### Exercise
Please list each line in the records below that contains the string "Target". Treat uppercase and lowercase letters as different.

### Data excerpts
_____

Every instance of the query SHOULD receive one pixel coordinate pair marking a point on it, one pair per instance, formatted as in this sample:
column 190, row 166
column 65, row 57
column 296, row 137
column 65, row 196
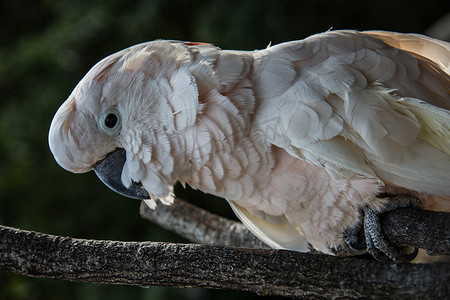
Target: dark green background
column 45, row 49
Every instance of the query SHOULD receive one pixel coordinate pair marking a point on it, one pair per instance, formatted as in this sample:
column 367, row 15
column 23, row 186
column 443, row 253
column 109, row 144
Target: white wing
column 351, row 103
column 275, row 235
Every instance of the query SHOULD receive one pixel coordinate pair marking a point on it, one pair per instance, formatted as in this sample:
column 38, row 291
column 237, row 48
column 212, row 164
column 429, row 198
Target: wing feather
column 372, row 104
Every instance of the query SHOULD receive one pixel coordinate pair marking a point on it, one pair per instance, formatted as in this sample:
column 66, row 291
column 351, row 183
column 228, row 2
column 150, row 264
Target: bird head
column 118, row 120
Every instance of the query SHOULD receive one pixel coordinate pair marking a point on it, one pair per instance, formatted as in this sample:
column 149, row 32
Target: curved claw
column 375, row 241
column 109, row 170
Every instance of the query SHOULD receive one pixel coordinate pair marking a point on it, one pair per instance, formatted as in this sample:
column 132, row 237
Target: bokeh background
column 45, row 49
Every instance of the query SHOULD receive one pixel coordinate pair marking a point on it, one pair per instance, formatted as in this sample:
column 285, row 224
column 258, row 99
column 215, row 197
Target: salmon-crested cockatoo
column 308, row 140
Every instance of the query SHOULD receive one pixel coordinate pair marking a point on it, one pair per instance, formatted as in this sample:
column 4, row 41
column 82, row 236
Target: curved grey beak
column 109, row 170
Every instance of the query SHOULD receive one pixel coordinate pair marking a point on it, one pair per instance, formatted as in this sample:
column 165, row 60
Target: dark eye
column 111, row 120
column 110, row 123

_____

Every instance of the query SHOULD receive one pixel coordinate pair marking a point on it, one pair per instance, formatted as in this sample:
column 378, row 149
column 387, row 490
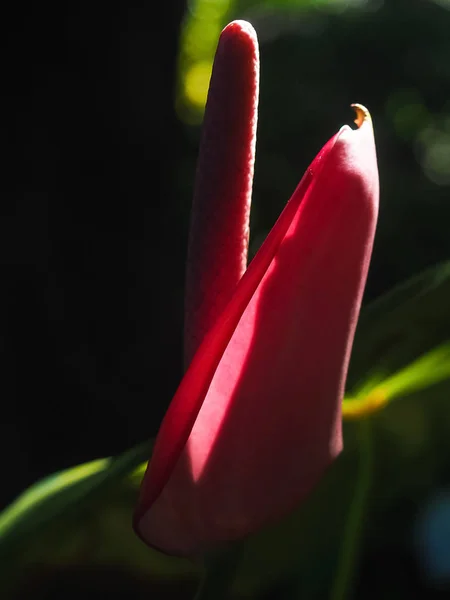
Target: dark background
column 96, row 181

_____

### Correct result
Target: dark green background
Target: white wing
Target: wing feather
Target: bird head
Target: curved claw
Target: bokeh background
Target: salmon-crested cockatoo
Target: curved grey beak
Target: dark eye
Target: dark background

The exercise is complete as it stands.